-- Data to process follows --

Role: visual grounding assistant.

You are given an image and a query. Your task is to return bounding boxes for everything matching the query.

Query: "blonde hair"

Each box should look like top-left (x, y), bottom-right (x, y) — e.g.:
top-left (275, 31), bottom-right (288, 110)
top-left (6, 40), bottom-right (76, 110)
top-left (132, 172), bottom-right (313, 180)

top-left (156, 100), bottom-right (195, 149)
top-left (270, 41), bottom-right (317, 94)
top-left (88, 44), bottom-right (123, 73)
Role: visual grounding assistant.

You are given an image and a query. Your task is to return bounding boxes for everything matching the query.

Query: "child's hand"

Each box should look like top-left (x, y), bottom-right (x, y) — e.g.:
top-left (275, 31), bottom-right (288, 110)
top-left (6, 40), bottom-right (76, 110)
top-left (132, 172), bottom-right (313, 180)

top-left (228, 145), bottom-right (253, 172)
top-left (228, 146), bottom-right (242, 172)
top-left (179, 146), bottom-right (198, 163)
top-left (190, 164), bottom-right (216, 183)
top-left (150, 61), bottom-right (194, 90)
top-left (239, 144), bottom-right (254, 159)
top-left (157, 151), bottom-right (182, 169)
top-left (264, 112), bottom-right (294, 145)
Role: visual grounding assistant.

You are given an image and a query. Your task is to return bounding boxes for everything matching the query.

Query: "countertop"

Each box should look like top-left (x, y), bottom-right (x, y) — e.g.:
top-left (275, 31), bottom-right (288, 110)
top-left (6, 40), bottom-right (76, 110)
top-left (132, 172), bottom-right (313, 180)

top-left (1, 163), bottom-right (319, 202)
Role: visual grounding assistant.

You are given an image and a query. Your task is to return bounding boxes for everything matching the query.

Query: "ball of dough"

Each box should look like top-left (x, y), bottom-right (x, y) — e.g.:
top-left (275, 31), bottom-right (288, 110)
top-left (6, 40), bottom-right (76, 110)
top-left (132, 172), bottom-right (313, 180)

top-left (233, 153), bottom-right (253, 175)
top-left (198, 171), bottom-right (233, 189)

-- Data to process concluded --

__Exercise prompt__: Output every entry exactly as given.

__Output for this task__:
Role: visual grounding assistant.

You are given an image and a query. Your task is to return bounding boxes for everything matching the query.

Query: "blonde hair"

Each box should look like top-left (x, y), bottom-right (x, y) — e.g.:
top-left (275, 31), bottom-right (288, 110)
top-left (6, 40), bottom-right (76, 110)
top-left (132, 172), bottom-right (313, 180)

top-left (156, 100), bottom-right (195, 149)
top-left (270, 41), bottom-right (317, 94)
top-left (88, 44), bottom-right (123, 73)
Role: visual grounding assistant.

You are given an image and a query. Your task is to return bounding boxes for everything matching the query.

Query: "child's hand"

Each box should look like top-left (x, y), bottom-right (x, y) — e.g.:
top-left (275, 31), bottom-right (288, 110)
top-left (6, 40), bottom-right (76, 110)
top-left (132, 172), bottom-right (313, 180)

top-left (228, 145), bottom-right (253, 172)
top-left (228, 146), bottom-right (242, 172)
top-left (179, 146), bottom-right (198, 163)
top-left (190, 164), bottom-right (216, 183)
top-left (150, 61), bottom-right (194, 90)
top-left (239, 144), bottom-right (254, 159)
top-left (157, 151), bottom-right (182, 169)
top-left (264, 112), bottom-right (294, 145)
Role: visual grounding assistant.

You are given an image and a query. Your task is to return bounding boxes for everything matching the query.

Query: "countertop"

Each box should look like top-left (x, y), bottom-right (x, y) — e.g.:
top-left (275, 31), bottom-right (288, 110)
top-left (6, 40), bottom-right (76, 110)
top-left (132, 172), bottom-right (313, 180)

top-left (1, 163), bottom-right (319, 202)
Role: visual grounding assistant.

You are given an image and a query. Your task is to return bounding boxes for everything matching the query.

Query: "ball of dough"

Each box should look like top-left (x, y), bottom-right (x, y) — e.g.:
top-left (275, 31), bottom-right (288, 110)
top-left (6, 40), bottom-right (76, 110)
top-left (132, 172), bottom-right (313, 180)

top-left (233, 153), bottom-right (253, 175)
top-left (198, 171), bottom-right (233, 189)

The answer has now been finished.